__Records from a data collection__:
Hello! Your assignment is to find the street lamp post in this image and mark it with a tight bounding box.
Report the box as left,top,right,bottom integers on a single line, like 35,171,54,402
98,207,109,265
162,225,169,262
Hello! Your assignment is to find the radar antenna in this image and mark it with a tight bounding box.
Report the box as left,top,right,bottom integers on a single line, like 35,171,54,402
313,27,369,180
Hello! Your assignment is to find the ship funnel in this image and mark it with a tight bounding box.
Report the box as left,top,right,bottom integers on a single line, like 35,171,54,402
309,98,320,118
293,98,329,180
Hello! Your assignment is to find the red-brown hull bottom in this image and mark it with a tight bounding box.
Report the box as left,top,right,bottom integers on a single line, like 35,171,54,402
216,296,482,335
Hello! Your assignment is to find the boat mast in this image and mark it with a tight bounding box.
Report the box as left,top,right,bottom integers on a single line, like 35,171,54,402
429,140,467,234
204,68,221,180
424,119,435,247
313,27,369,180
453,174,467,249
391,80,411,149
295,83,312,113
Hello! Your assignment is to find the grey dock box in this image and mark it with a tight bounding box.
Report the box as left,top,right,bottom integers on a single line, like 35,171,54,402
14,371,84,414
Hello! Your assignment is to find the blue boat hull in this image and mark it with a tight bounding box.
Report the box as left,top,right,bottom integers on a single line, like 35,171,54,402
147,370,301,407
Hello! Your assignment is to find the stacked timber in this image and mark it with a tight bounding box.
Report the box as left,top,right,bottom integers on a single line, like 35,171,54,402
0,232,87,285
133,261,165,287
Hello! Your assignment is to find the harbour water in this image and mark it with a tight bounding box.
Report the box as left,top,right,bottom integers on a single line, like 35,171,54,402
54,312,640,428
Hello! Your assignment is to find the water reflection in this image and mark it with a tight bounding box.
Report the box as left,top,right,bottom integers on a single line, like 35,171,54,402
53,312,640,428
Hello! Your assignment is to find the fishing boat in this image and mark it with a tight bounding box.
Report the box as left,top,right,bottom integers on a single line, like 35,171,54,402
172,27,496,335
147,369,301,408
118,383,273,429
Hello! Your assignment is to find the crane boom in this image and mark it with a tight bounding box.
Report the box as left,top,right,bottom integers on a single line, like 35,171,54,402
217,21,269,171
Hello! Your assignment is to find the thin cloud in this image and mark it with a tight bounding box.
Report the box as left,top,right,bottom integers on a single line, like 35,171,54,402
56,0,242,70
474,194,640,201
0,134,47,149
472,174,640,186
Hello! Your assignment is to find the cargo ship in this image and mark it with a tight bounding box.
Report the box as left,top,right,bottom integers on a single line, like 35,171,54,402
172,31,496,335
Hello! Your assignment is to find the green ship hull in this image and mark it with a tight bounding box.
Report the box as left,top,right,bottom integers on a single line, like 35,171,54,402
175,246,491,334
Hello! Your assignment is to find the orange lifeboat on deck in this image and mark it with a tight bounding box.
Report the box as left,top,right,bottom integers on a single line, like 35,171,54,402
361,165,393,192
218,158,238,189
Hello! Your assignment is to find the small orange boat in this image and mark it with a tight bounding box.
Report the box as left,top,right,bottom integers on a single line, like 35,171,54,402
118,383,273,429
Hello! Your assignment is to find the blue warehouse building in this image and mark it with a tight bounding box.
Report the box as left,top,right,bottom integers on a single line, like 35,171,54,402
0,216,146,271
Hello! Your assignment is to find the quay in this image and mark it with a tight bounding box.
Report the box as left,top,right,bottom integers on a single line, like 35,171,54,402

__Do this__:
Quote every one of the records above word for word.

__Answer below__:
Hello! Your assignment is to find the street lamp post in this image and mark it with a tight bounding box.
Report the box as left,top,right,bottom integers on a single line, like 35,171,54,402
98,207,109,265
162,225,169,262
Hello! Your assignment is to find the radar antenna in this image and mark it with a tight bounding box.
Report the box as left,top,right,bottom integers on a single line, like 35,171,54,402
313,27,369,180
Hello! Your assignment is to find the ship funnel in this image and mark it with a tight bounding box.
Report the box as left,top,right,bottom integers on a single line, like 35,171,54,402
309,98,320,118
293,98,329,180
Hello! Your assignment is to find the red-brown hull bottom in this image and mark it with a tight bounding box.
Report the box as left,top,right,bottom integers on a single line, like 35,171,54,402
216,296,482,335
Hello! Your assignment is to find the boat mast in this image and mark it with a tight bounding box.
Report the box as left,top,right,bottom integers on a single line, like 35,171,54,402
429,140,467,234
204,68,221,180
424,119,435,247
313,27,369,180
453,174,467,249
391,80,411,149
295,83,312,113
Hello! Your assignment is to find the grey dock box in this image and mark it with a tight bounding box.
Report the box as left,top,right,bottom integers on a single line, like 35,171,54,402
14,371,84,414
Hello! Your assignment is to find the blue boat hull in this image and mark it with a tight bounding box.
Report the box as left,top,right,bottom integers on a single line, like 35,171,54,402
147,370,301,407
Hello! Your assignment is to find the stacked timber in this image and mark it with a tight bounding box.
Report the box as left,top,right,bottom integers on a single line, like 35,171,54,402
0,232,87,285
133,261,165,287
Hello! Your assignment is to find the harbour water in this image and mark it with a tight bounding box.
Report the box as left,top,right,bottom integers on a single line, like 35,171,54,402
54,312,640,428
Hello! Your assignment is to find the water reflection in this image and mark it with a tight bounding box.
Report the box as left,top,right,bottom integers on a single line, like 35,171,54,402
53,312,640,428
Hello! Your assignment is to find the fishing boat in this image and mark it with a tight bounding box.
Report the box as left,top,right,bottom integers on a single line, like 35,171,54,402
172,27,496,335
147,369,301,408
118,383,273,429
Hello! Your assignment is to find the crane boom in this image and mark it with a tight bounding box.
Report the box as left,top,right,bottom integers on a single line, like 35,171,54,402
217,21,269,171
Hello! Your assignment is to find the thin cloud in this image and mark it with a tight bounding box.
Report the box as left,top,right,bottom integers on a single line, like 35,171,54,402
56,0,242,70
474,194,640,201
0,134,47,149
472,174,640,186
Hello! Your assignment is to find the cargo ship in this image and mark it with a tight bounding box.
Report the box as left,top,right,bottom integers on a single line, like 35,171,54,402
172,31,496,335
Hello! Your assignment is to find the green ship hull in this image and mark it with a tight bounding box.
Report the box as left,top,right,bottom integers on a single line, like 35,171,54,402
175,246,491,334
Hello! Your assignment is to find the orange lifeboat on deck in this image and mark it with a tight bounding box.
Report the box as left,top,right,bottom integers on a single line, like 35,171,54,402
361,165,393,192
218,158,238,189
Hello! Your assignment is to find the small orange boat in this image and mark it with a tight bounding box.
Report the box as left,top,right,bottom integers on a single line, like 35,171,54,402
118,383,273,429
Hello! Your assignment is to find the blue warehouse building in this image and mark it with a tight bounding box.
Report the box as left,top,right,bottom integers on a single line, like 35,171,54,402
0,216,146,271
Hello! Your assignment is to find the quay in this image and mark it with a tight bounding box.
Report the box as left,top,right,bottom integers on a single line, like 35,171,54,402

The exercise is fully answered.